* Document extract
>>>

What We Learned From Myspace
Myspace was once the social networking site. Its meteoric rise into the public spotlight made it the front-runner in the Web 2.0 race, right as the social internet was burgeoning. At its peak in June of 2008, the website attracted 75.9 million unique visitors, making it the most popular website in the world. At the time other social networks were popping up with similar functionality, Myspace came out on top as a household name. It brought social networks into the mainstream, but then steadily and swiftly fell into obscurity. These days, it doesn’t resemble its former self at all, with a tenth of the traffic it used to generate. So what can we learn from this spectacular fall from grace?
Anyone could craft their own identity on Myspace. The ability to connect with friends, post bulletins, and publish photos and videos onto one’s own personal page on the internet was new and alluring. The theme, content and layout could be personalised as little or as much as one wanted. Upon signing up, every user was welcomed to the site with a new friend Tom Anderson, the company’s president. The design also cruelly forced users to rank their top eight friends in order. It was features like this which made the site feel homespun. However, Myspace wasn’t coded in a garage over late nights in between breaks to play video games, it was made by a Los Angeles based internet marketing company eUniverse. In fact, the first iteration of Myspace was built in only ten days.

<<<

Stored items
>>>

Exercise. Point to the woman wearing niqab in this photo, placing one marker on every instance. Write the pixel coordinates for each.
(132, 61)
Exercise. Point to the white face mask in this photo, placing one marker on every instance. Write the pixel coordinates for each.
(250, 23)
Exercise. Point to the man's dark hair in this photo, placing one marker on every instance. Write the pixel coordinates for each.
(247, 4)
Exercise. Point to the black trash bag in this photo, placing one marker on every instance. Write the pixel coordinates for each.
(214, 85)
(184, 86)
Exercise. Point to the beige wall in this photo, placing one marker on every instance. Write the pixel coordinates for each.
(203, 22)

<<<
>>>

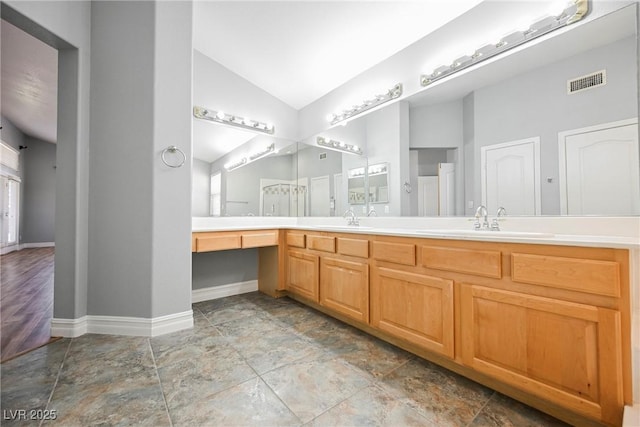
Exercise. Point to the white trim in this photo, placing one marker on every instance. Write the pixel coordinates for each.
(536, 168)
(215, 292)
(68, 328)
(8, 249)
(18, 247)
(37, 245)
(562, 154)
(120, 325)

<<<
>>>

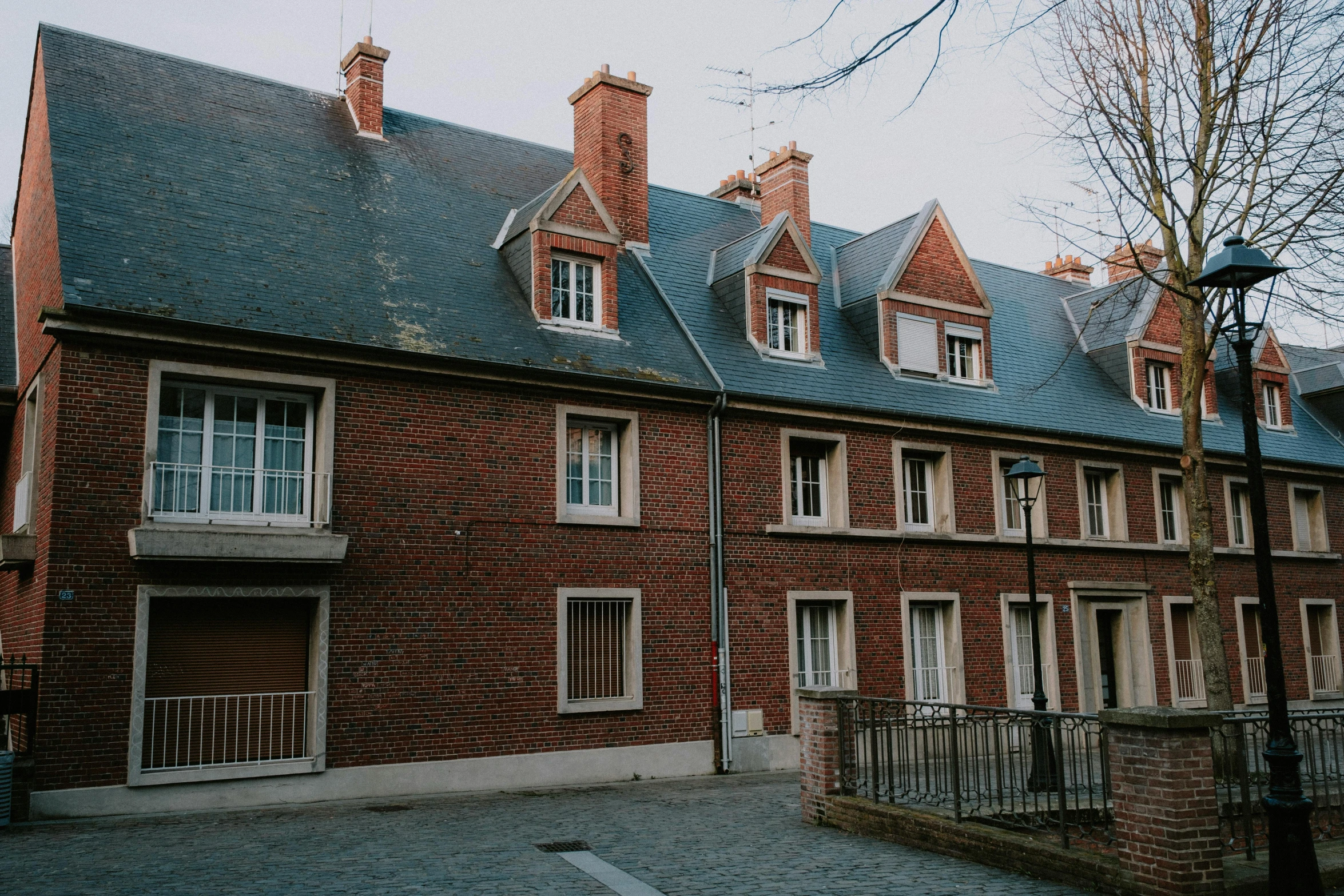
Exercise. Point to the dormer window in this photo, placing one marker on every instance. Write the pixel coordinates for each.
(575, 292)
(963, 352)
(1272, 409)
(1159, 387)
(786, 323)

<<<

* Directions
#1 Answer these questions from the text on Myspace.
(a) How many unique visitors did the website attract at its peak in June 2008?
(b) Who was the new friend that welcomed every user upon signing up?
(c) How long did it take to build the first iteration of Myspace?
#2 Show every line of the records that contains the string "white". Case counts.

* Set of answers
#1
(a) 75.9 million
(b) Tom Anderson, the company's president
(c) Only ten days

#2
Exercise. Point to the white face mask in this photo, placing one marker on every instance. Write the pixel coordinates for each.
Exercise. Point to the white trim in this photo, placing one marker on every instance. Write the pixel coordinates for each.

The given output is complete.